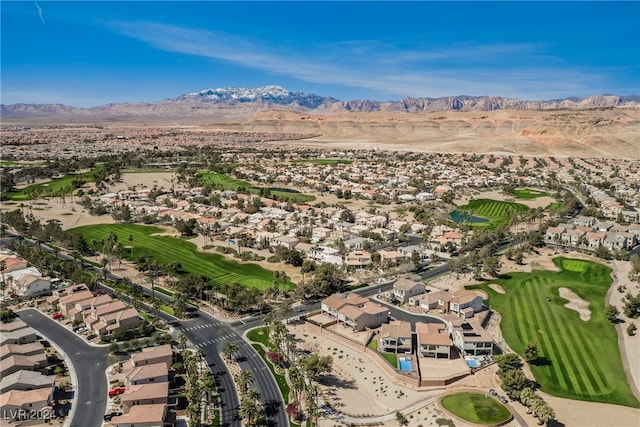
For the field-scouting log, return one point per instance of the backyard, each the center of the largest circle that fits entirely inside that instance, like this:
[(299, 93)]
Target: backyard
[(495, 211), (225, 182), (476, 408), (167, 249), (578, 359)]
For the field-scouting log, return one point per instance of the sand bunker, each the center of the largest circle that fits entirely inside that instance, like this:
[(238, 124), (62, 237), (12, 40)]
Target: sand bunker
[(576, 303), (497, 288), (481, 293)]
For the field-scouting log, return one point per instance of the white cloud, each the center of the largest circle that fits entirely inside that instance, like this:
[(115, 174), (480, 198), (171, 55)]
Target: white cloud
[(500, 69)]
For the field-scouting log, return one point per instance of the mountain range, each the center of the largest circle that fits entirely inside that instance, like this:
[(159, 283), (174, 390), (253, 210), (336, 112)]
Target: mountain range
[(241, 101)]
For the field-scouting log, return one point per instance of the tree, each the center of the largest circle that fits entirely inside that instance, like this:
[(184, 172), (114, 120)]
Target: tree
[(611, 312), (230, 350), (544, 412), (401, 419), (513, 382), (416, 259), (316, 365), (531, 351), (508, 362), (250, 407), (527, 396), (245, 380), (631, 306), (182, 340), (311, 403)]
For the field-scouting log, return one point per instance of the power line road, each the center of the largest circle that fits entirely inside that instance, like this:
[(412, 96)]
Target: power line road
[(88, 362), (211, 335)]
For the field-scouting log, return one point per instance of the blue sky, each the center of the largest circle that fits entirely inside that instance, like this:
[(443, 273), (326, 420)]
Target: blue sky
[(92, 53)]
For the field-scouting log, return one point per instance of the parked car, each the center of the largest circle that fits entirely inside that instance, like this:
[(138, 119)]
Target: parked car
[(107, 417), (116, 391)]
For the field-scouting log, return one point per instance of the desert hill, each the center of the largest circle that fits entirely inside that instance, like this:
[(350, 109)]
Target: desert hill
[(598, 126)]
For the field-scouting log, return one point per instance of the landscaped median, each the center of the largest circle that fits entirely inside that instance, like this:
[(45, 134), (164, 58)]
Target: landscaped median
[(578, 359), (147, 241), (477, 408)]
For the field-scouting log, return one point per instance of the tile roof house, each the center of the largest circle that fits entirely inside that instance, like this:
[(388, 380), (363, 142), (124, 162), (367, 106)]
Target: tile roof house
[(153, 415), (358, 259), (429, 300), (69, 301), (433, 340), (30, 400), (151, 355), (465, 303), (395, 337), (30, 349), (355, 311), (18, 362), (26, 380), (126, 319), (403, 289), (31, 285), (470, 339), (144, 394), (18, 336), (371, 315), (145, 374), (14, 264), (14, 325)]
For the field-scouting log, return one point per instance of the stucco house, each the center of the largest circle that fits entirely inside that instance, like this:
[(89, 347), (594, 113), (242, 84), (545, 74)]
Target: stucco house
[(155, 415), (403, 289), (395, 337), (31, 285), (433, 340), (470, 339)]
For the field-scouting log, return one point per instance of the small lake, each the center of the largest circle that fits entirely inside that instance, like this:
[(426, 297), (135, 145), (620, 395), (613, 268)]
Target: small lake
[(460, 216)]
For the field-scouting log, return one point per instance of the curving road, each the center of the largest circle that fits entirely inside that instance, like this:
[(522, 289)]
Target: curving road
[(89, 363)]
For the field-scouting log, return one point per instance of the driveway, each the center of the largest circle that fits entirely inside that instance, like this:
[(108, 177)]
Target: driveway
[(88, 362)]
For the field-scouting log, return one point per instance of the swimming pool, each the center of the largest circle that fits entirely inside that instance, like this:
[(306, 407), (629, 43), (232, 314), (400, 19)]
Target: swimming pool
[(472, 362), (405, 363)]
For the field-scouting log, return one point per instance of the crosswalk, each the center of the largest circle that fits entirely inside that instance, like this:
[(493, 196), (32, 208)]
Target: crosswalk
[(214, 340), (198, 327)]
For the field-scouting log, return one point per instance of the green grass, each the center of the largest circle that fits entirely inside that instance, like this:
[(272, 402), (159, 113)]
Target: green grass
[(168, 249), (392, 358), (529, 193), (167, 309), (581, 359), (280, 379), (163, 291), (496, 211), (225, 182), (554, 206), (323, 162), (56, 187), (260, 335), (476, 408)]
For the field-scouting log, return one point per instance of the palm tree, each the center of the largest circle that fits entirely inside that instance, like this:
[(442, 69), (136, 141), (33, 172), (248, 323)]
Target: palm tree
[(545, 413), (527, 397), (245, 380), (250, 407), (229, 350), (182, 340), (131, 246), (311, 403)]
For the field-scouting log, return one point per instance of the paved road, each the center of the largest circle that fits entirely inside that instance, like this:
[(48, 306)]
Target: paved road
[(211, 335), (88, 362)]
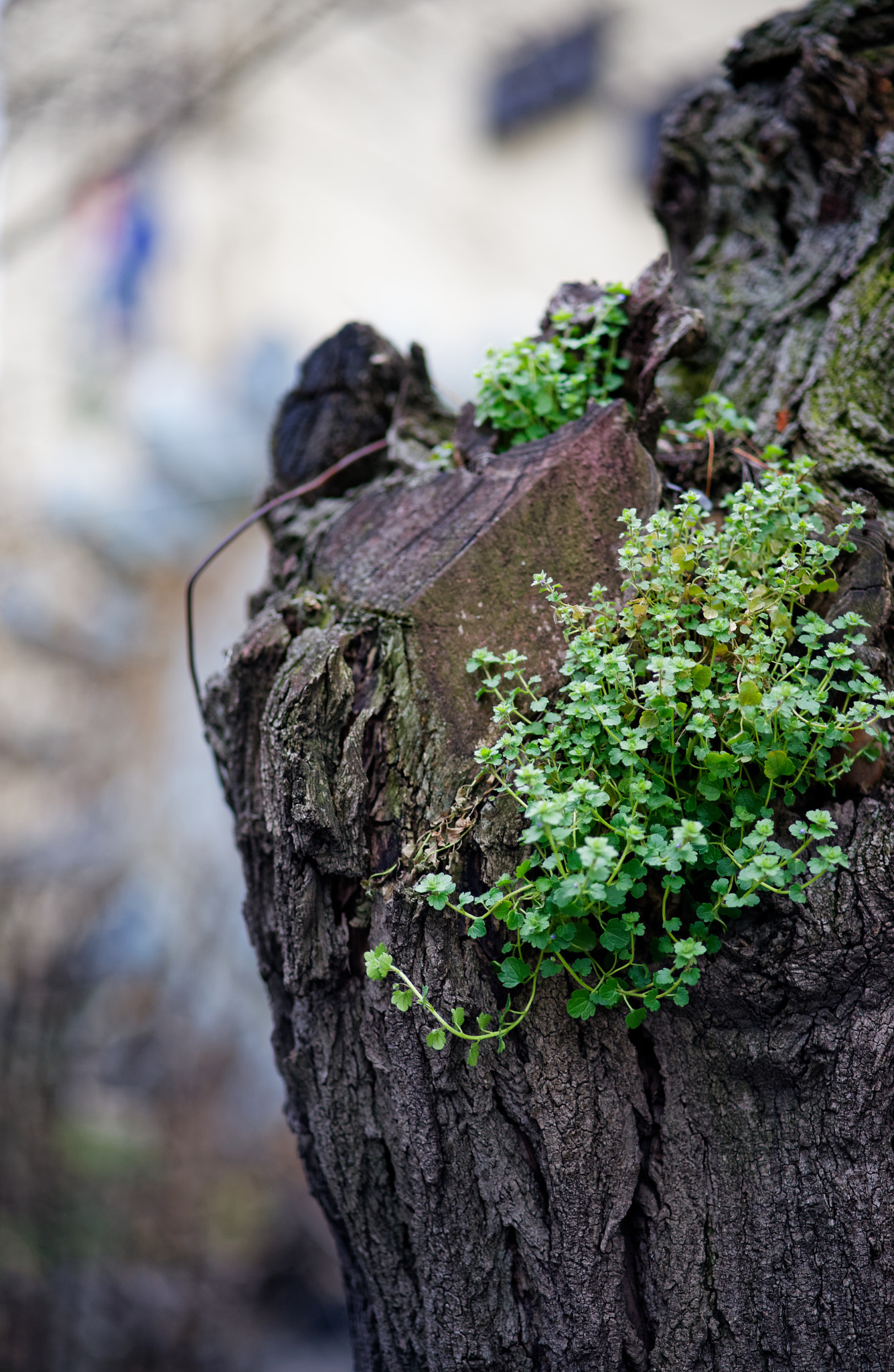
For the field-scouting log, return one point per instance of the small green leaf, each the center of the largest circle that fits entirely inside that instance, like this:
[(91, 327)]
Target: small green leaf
[(777, 763), (378, 963), (616, 936), (513, 972), (438, 888)]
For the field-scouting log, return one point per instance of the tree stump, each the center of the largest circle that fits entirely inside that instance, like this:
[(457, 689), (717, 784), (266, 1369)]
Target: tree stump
[(715, 1188)]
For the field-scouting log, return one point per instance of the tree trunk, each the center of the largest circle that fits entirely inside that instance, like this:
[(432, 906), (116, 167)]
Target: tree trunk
[(713, 1190)]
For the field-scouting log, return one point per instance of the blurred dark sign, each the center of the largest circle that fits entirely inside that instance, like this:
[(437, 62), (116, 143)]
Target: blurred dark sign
[(544, 77)]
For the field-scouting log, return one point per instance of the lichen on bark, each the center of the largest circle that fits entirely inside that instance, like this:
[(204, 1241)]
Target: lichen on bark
[(713, 1190)]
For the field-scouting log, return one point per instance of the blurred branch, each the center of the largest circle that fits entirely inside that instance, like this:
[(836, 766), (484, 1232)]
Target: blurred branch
[(137, 84)]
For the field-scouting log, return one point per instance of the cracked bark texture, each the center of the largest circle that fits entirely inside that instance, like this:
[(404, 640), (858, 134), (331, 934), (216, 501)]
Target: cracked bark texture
[(715, 1190)]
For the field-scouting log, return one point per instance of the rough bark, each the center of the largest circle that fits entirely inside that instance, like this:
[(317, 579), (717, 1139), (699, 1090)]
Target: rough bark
[(712, 1191)]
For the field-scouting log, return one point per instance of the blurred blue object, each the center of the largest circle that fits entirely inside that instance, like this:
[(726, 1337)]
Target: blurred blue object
[(131, 247), (544, 77)]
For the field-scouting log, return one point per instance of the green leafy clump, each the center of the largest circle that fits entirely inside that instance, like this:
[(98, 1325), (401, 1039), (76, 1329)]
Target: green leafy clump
[(535, 386), (715, 413), (652, 788)]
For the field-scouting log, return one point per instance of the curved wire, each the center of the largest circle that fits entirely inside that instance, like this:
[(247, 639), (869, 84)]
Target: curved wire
[(247, 523)]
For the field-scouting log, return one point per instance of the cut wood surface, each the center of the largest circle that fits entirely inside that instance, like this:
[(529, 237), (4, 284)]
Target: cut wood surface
[(716, 1188)]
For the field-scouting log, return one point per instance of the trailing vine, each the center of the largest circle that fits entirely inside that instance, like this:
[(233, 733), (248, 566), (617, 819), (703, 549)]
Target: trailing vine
[(658, 786)]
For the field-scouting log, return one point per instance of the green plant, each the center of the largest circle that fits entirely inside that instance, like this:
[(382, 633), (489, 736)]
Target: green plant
[(650, 786), (532, 387), (713, 413)]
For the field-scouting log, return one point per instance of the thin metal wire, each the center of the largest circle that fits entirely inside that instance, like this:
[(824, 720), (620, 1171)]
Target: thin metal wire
[(252, 519)]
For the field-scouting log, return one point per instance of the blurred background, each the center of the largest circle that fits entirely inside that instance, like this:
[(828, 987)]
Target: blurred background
[(194, 194)]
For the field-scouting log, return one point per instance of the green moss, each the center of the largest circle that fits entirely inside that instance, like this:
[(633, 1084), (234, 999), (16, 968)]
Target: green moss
[(848, 416)]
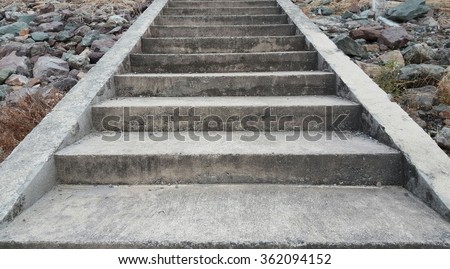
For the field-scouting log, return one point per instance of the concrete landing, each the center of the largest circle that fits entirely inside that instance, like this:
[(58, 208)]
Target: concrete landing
[(227, 216)]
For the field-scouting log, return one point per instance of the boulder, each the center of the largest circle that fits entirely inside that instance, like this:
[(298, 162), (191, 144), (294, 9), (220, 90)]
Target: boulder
[(393, 56), (13, 28), (367, 33), (47, 66), (419, 53), (443, 137), (394, 37), (18, 64), (349, 46), (420, 98), (416, 71), (407, 11)]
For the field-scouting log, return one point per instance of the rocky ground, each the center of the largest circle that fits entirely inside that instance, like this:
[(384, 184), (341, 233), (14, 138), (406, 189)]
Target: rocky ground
[(408, 55), (46, 47)]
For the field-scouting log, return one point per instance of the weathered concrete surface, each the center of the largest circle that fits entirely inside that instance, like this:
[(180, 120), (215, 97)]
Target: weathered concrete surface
[(258, 3), (224, 62), (227, 216), (226, 84), (229, 157), (428, 170), (221, 30), (222, 19), (222, 11), (223, 44), (312, 113), (29, 172)]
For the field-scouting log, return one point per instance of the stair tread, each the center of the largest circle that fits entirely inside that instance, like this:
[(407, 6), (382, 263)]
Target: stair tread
[(206, 216), (329, 143)]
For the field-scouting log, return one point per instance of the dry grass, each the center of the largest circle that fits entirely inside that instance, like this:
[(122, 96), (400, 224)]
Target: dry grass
[(16, 121)]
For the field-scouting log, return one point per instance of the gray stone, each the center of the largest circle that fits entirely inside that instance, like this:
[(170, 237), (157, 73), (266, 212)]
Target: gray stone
[(54, 26), (4, 91), (349, 46), (418, 53), (4, 74), (415, 71), (102, 45), (409, 10), (63, 36), (65, 84), (47, 66), (13, 28), (420, 98), (76, 61), (40, 36), (443, 137), (18, 64), (394, 37), (17, 80)]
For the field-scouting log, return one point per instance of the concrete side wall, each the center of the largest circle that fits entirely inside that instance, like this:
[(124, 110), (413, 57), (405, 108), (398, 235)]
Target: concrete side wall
[(29, 172), (427, 166)]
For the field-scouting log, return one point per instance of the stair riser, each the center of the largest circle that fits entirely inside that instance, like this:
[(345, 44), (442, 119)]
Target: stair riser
[(222, 45), (210, 169), (222, 11), (221, 20), (157, 119), (148, 63), (221, 31), (225, 86), (183, 4)]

TASK OBJECTIVE: Above this task is a listing with pictures in it. Retype only the lines from the one containing "Target: thin metal wire" through the one containing "[(180, 120), (215, 97)]", both included, and not the pictures.

RESPONSE TO THE EXERCISE:
Target: thin metal wire
[(252, 519)]
For the field-scouting log, return one point per instance of the blurred background, each the center of the largest circle that fits entirely inside that instance, like this:
[(828, 987)]
Target: blurred background
[(194, 194)]
For the field-scouting log, return one point per instance of the green moss, each the center of the largest circle that fits entirely inside that instance, like this:
[(633, 1084), (234, 999), (16, 968)]
Target: green moss
[(848, 416)]
For the field-scouting log, return one point per instance of the concrete landing, each the center of the largest circle that fits entirely inside that instance, like this:
[(58, 208)]
Target: concrete landing
[(227, 216)]
For the field-scouting log, return one point per instance of the boulder, each the center of the largest circle that fits entirely inside that instance, like this:
[(298, 162), (191, 144), (294, 9), (220, 90)]
Target: boulder
[(393, 56), (13, 28), (367, 33), (47, 66), (419, 53), (443, 137), (394, 37), (18, 64), (349, 46), (420, 98), (416, 71), (407, 11)]
For the field-scouting log, return one point per instance of the rocky ground, each the center of the largest circle that fits entirely inside that instance, like this:
[(384, 184), (341, 233), (14, 138), (406, 189)]
Target: rocky ground
[(408, 55), (46, 47)]
For the field-scouting log, return one point per instance of the weathered concrete surface, each the center of the largest circle that fits entirely inside that instance, like this:
[(180, 120), (215, 97)]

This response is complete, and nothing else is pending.